## START

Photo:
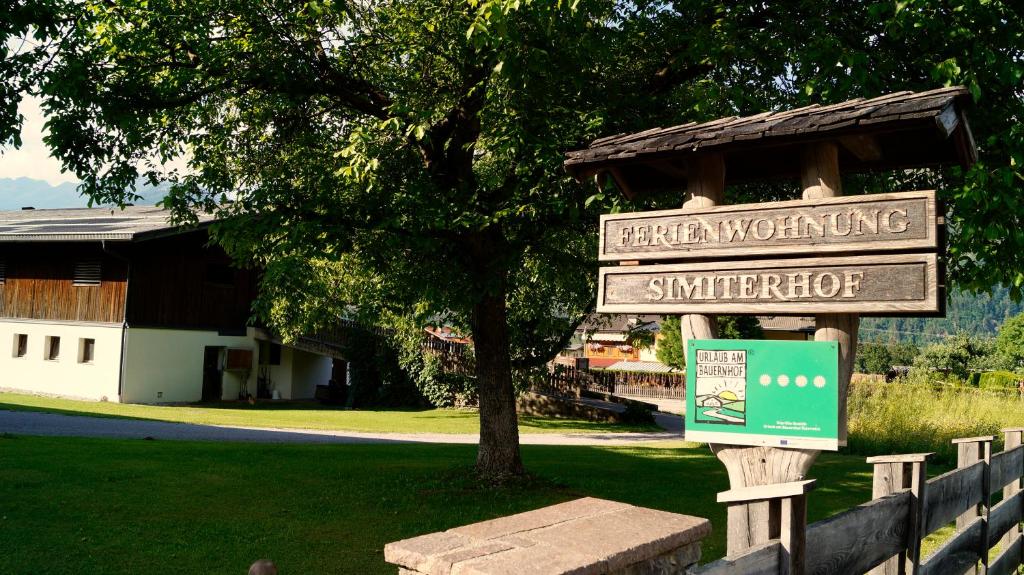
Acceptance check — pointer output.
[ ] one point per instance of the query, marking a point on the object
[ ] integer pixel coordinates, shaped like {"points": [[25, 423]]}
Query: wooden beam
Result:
{"points": [[762, 492], [705, 187], [820, 178], [864, 147]]}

## END

THE PROBLEM -> Write out every line of the records again, requests included, but increase each point coordinate in the results by 101. Leave the pictures out.

RESPONSE TO THIS TASK ->
Photo:
Acceptance check — pointer output.
[ ] one point per instance of the query, marking a point on the object
[ ] integer pixel coordinates, shaped like {"points": [[25, 423]]}
Query: wooden beam
Result:
{"points": [[863, 593], [806, 288], [921, 279], [965, 248]]}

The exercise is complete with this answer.